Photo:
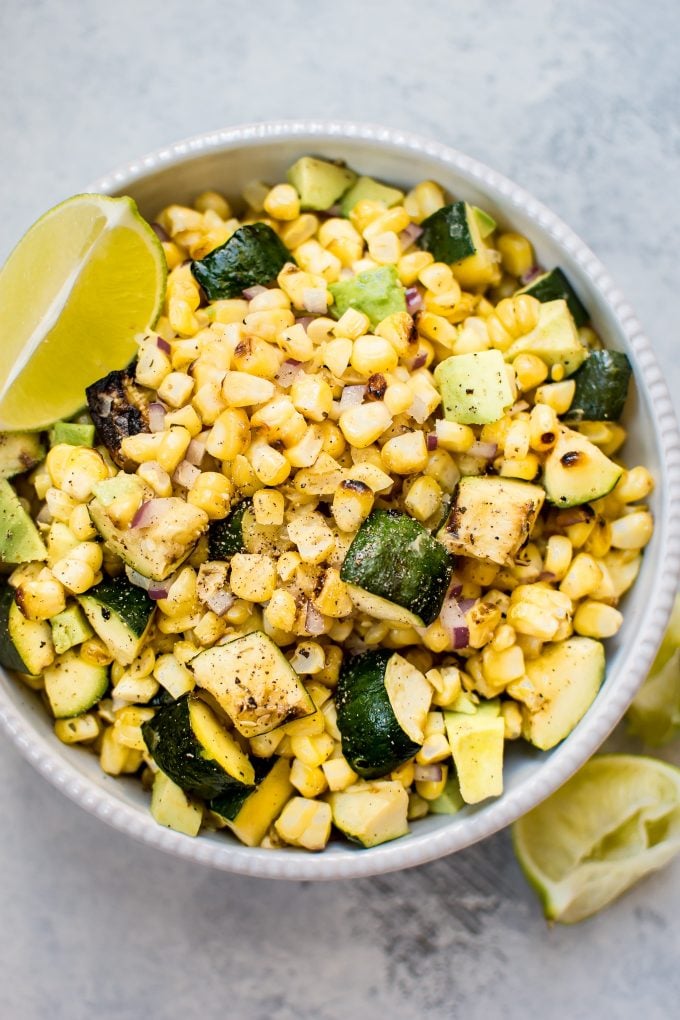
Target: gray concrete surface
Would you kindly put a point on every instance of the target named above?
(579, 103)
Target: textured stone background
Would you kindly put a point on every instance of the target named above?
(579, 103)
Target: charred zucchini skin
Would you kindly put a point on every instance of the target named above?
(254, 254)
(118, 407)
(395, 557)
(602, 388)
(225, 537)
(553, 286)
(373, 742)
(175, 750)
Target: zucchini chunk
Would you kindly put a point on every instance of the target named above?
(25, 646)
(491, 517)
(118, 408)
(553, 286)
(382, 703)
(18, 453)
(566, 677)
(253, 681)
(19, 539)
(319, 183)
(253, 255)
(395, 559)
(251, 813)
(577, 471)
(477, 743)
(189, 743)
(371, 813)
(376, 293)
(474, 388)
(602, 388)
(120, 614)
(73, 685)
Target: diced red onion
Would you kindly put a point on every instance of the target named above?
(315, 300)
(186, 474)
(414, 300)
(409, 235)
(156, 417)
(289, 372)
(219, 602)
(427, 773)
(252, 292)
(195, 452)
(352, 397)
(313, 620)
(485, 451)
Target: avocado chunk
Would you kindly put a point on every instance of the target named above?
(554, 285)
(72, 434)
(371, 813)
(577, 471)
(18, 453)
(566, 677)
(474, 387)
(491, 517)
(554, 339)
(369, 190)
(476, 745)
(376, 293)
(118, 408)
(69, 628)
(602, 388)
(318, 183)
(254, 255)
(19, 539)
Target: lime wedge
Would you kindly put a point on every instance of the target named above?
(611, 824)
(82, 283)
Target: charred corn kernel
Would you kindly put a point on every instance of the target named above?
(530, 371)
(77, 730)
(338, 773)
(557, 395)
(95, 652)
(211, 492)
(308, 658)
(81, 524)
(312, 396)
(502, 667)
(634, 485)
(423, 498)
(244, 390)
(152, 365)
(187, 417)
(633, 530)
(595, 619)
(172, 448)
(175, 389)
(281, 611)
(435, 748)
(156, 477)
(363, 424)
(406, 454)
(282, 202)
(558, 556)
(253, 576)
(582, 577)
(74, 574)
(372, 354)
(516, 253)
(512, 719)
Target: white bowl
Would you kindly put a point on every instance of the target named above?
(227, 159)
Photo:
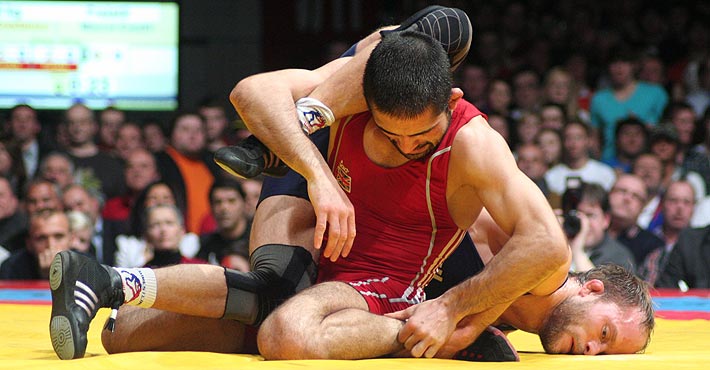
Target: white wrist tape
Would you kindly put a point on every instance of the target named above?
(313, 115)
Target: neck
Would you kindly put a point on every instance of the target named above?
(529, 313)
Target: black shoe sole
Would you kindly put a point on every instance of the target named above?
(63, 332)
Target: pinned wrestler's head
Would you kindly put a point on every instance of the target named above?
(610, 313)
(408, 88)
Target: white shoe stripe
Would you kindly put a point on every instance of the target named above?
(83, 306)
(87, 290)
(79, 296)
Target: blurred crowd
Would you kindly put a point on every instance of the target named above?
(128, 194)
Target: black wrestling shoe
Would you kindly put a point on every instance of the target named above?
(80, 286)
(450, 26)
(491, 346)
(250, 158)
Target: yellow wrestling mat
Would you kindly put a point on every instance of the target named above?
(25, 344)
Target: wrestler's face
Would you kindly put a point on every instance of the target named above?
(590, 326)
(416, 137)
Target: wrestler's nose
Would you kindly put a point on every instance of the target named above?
----------------------------------------
▸ **Directions for this task**:
Of the entries above, repeat exactly the lines between the line with "Target: white wrist tape" and the line with "Target: yellow wrestling mat", inclusive, and no others.

▸ **Result of this task**:
Target: white wrist tape
Would you kindly put a point on every instance of the target named above?
(313, 115)
Target: neck
Would you kindly put a point on every instance of the target named above?
(529, 313)
Target: black shoe sole
Would you kindly put a point on every instance of the target named above?
(63, 332)
Target: pinned wrestler's head
Would you kindly put a point on every instance of the target named above?
(610, 313)
(408, 88)
Target: white shoe stripe
Would you kindly put a point on every instance of the target named above?
(83, 306)
(87, 290)
(79, 296)
Target: blurred crowd
Would you kindly put a point on every instance of the target named above?
(128, 194)
Target: black wrestling shoe
Would you kindly put a point on every instance of the target named above?
(80, 286)
(450, 26)
(491, 346)
(250, 158)
Target: yellow wrestling mat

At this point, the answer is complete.